Please reproduce the Mapletree Logistics Trust AGM text word for word, everything from "Mapletree Logistics Trust 13th" down to "to the queries.".

STUDY TEXT ▸
━━━━━━━━━━
Mapletree Logistics Trust

Mapletree Logistics Trust 13th AGM

Mapletree Logistics Trust

Mapletree Logistics Trust held its 13th AGM (Annual General Meeting) on 18th July 2022. This is prior to the release of their first quarter FY23/22 financial results this Thursday, 21st July 2022.

At the AGM, they shared the FY21/FY22 financial results. I wrote about this before when Mapletree Logistics Trust announced their 4QFY21/22 financial results and thus I shall not repeat here.

What I am keen here are the questions raised by investors during the AGM. The manager of Mapletree Logistics Trust had published their response to the queries.

The manager had categorise the questions into Economy/Strategy, Performance and Others.

Economy/Strategy

  • Can the Board show us a strategic road map for growth?
  • Can you share the future organic and inorganic growth plans for the REIT in the next 3 to 5 years?

Response
In line with our objective to provide Unitholders with competitive total returns through regular distributions and growth in asset value, we consistently pursued a “Yield + Growth” strategy.

This strategy comprises a three-pronged approach:

  • Yield optimisation on existing portfolio refers to the proactive leasing and asset management of MLT’s portfolio (organic growth). This includes plans to maintain high and stable occupancy rates and a well-staggered lease expiry profile. In addition, we review our asset plans to identify potential candidates for redevelopment to rejuvenate our portfolio and generate further value. In FY22/23, we will be embarking on the redevelopment of 51 Benoi Road in Singapore that will generate a 2.3 times increase in gross floor area post redevelopment in three years’ time. We are also looking to divest certain older properties with little redevelopment potential and re-deploy the capital released into investment of higher yielding, modern assets.
━━━━━━━━━━
INFORMATION GIVEN ▸
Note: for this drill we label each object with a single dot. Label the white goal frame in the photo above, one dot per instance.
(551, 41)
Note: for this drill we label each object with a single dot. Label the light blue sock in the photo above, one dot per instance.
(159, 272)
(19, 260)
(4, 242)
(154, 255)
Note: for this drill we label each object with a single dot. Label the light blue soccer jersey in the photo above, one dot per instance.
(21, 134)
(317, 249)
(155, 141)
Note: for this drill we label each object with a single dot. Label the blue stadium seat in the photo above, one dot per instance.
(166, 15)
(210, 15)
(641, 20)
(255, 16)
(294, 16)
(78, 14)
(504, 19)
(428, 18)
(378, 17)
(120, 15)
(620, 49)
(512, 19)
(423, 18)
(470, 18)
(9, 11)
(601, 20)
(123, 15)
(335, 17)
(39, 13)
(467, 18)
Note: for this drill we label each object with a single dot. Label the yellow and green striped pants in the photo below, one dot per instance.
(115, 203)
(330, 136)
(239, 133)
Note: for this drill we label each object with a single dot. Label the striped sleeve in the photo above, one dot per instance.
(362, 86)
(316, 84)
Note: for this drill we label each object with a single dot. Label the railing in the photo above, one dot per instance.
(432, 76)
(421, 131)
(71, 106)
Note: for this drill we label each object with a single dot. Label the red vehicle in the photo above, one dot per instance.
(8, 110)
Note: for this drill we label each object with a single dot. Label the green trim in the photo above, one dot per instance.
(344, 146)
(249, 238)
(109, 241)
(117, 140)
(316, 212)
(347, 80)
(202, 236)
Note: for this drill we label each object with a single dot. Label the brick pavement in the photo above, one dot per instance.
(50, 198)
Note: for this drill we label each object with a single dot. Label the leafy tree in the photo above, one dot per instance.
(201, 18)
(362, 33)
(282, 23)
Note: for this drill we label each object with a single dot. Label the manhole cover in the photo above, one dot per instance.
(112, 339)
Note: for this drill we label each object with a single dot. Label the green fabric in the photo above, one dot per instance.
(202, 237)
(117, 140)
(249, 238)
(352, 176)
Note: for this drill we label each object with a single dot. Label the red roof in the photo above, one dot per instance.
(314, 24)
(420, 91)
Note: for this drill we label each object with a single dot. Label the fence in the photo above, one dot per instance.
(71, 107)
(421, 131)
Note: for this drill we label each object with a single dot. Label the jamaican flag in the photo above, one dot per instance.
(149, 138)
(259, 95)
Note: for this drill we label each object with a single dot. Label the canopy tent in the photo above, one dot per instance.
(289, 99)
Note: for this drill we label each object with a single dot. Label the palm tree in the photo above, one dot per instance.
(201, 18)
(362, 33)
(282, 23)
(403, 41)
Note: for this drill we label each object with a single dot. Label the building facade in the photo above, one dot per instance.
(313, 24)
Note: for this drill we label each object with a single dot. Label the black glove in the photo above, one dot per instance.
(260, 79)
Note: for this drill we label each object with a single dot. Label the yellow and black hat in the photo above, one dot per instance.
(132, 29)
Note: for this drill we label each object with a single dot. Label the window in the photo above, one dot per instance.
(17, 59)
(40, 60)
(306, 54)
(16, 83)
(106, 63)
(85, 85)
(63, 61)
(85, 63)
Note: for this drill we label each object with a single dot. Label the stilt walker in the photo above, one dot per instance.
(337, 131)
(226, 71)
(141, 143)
━━━━━━━━━━
OUTPUT FOR THIS EXERCISE ▸
Mapletree Logistics Trust 13th AGM

Mapletree Logistics Trust

Mapletree Logistics Trust held its 13th AGM (Annual General Meeting) on 18th July 2022. This is prior to the release of their first quarter FY23/22 financial results this Thursday, 21st July 2022.

At the AGM, they shared the FY21/FY22 financial results. I wrote about this before when Mapletree Logistics Trust announced their 4QFY21/22 financial results and thus I shall not repeat here.

What I am keen here are the questions raised by investors during the AGM. The manager of Mapletree Logistics Trust had published their response to the queries.